Exercise details
Copy every one of the rows below verbatim, keeping their order and line breaks unchanged.

*** Dataset records

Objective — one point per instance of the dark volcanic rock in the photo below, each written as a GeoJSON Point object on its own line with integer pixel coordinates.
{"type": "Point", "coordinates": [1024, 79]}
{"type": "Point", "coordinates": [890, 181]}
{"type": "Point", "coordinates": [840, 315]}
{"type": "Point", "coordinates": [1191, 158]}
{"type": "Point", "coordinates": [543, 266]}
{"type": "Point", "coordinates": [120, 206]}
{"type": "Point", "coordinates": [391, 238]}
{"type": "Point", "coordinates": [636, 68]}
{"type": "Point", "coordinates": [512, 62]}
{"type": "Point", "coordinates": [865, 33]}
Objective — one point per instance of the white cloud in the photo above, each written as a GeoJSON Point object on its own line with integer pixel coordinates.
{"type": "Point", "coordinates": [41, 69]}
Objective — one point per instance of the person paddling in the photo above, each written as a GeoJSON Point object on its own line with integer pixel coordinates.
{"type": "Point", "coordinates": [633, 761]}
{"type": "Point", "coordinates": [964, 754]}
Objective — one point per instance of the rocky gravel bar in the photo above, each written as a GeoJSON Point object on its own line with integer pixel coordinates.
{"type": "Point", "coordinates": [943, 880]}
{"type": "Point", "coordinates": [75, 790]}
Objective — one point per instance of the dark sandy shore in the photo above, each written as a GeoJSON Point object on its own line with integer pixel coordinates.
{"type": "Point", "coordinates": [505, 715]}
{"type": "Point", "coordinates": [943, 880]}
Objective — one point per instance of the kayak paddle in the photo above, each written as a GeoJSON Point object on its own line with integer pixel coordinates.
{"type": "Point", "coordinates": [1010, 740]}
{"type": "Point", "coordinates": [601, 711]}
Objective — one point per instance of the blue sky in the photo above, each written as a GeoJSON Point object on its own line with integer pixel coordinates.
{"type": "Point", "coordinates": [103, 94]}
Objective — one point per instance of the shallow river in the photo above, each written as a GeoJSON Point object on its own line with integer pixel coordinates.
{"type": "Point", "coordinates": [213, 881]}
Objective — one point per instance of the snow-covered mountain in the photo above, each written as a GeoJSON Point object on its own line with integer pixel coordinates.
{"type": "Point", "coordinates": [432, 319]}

******

Answer for the task
Objective — one point per instance of the dark volcanic rock in the photo below, each written as a GeoJSON Point object on its own line with integer pixel coordinates.
{"type": "Point", "coordinates": [1024, 79]}
{"type": "Point", "coordinates": [890, 181]}
{"type": "Point", "coordinates": [840, 315]}
{"type": "Point", "coordinates": [1191, 158]}
{"type": "Point", "coordinates": [543, 266]}
{"type": "Point", "coordinates": [120, 206]}
{"type": "Point", "coordinates": [391, 238]}
{"type": "Point", "coordinates": [636, 68]}
{"type": "Point", "coordinates": [512, 62]}
{"type": "Point", "coordinates": [865, 33]}
Objective — one point per instance of the white cloud in the photo above, each written as a GeoJSON Point object on its own line with integer pixel coordinates.
{"type": "Point", "coordinates": [41, 69]}
Objective — one point per instance of the person paddling in the photo above, each written as a GeoJSON Point object on its own line with integer pixel coordinates.
{"type": "Point", "coordinates": [633, 761]}
{"type": "Point", "coordinates": [964, 754]}
Objective — one point per instance of the rocky gravel bar in the photo above, each written as a GeoJSON Point object on its own line with integer pixel coordinates.
{"type": "Point", "coordinates": [943, 880]}
{"type": "Point", "coordinates": [75, 790]}
Objective — one point per instance of the dark sandy shore in the photo above, each written as a GeoJSON Point object on its own line with integer pixel coordinates.
{"type": "Point", "coordinates": [505, 715]}
{"type": "Point", "coordinates": [943, 880]}
Objective — one point per instance of the kayak paddle in the photo above, each written as a GeoJSON Point object on its own line with integer pixel coordinates.
{"type": "Point", "coordinates": [1010, 740]}
{"type": "Point", "coordinates": [601, 711]}
Objective — one point per instance of the blue sky in the photo above, each written as a GeoJSON Point object on its own line with integer pixel coordinates.
{"type": "Point", "coordinates": [103, 94]}
Objective — one point per instance of the shallow river in the photo above, each written as a GeoJSON Point object on its own line with integer pixel coordinates.
{"type": "Point", "coordinates": [213, 881]}
Objective — one point per instance of the snow-covered mountain in the photo above, each written as a GeoJSON Point object on its own line with integer pixel coordinates.
{"type": "Point", "coordinates": [432, 319]}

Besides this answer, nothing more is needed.